▸ Short problem: Copy out all of the entries below, requests included, and adjust every coordinate in the answers by -118. Omit the pictures.

▸ Supplied information:

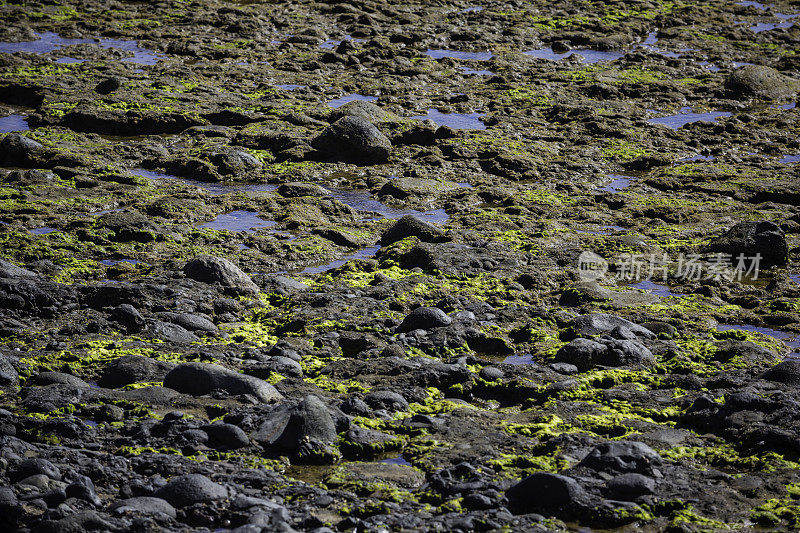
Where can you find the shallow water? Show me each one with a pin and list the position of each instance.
(49, 42)
(216, 189)
(13, 123)
(685, 116)
(617, 184)
(339, 102)
(247, 221)
(791, 340)
(457, 121)
(588, 55)
(456, 54)
(364, 253)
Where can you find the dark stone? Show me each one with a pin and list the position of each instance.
(133, 369)
(411, 226)
(288, 426)
(424, 318)
(760, 81)
(202, 378)
(751, 238)
(191, 489)
(353, 139)
(545, 491)
(627, 487)
(209, 269)
(622, 457)
(786, 372)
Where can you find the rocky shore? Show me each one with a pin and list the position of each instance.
(368, 266)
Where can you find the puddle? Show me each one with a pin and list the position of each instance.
(789, 339)
(339, 102)
(588, 55)
(467, 70)
(237, 221)
(398, 460)
(685, 116)
(41, 231)
(112, 262)
(49, 42)
(216, 189)
(457, 121)
(618, 183)
(364, 253)
(455, 54)
(13, 123)
(655, 288)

▸ Solution for this exercise:
Where can you find the shallow water? Show me each one with a pin and list the position of each instance.
(-69, -76)
(98, 71)
(-105, 5)
(567, -2)
(499, 66)
(221, -16)
(129, 103)
(673, 222)
(339, 3)
(470, -63)
(338, -64)
(246, 135)
Where can you find the dark stone? Show me each one with a pin and list the position of each instance.
(15, 251)
(293, 108)
(170, 308)
(306, 200)
(642, -37)
(84, 260)
(633, 120)
(73, 371)
(235, 21)
(427, 373)
(509, 369)
(91, 151)
(504, 339)
(668, 254)
Where can you find the rocky shore? Show me each one with a pin and list the position of each instance.
(250, 148)
Where can you find the puddle? Show me each one with a pin and list the position of each instance.
(671, 221)
(221, -16)
(470, -63)
(349, -48)
(119, 103)
(280, 342)
(567, -2)
(-77, 113)
(-6, 144)
(-69, -76)
(98, 71)
(339, 3)
(500, 65)
(246, 135)
(337, -64)
(-105, 5)
(537, 170)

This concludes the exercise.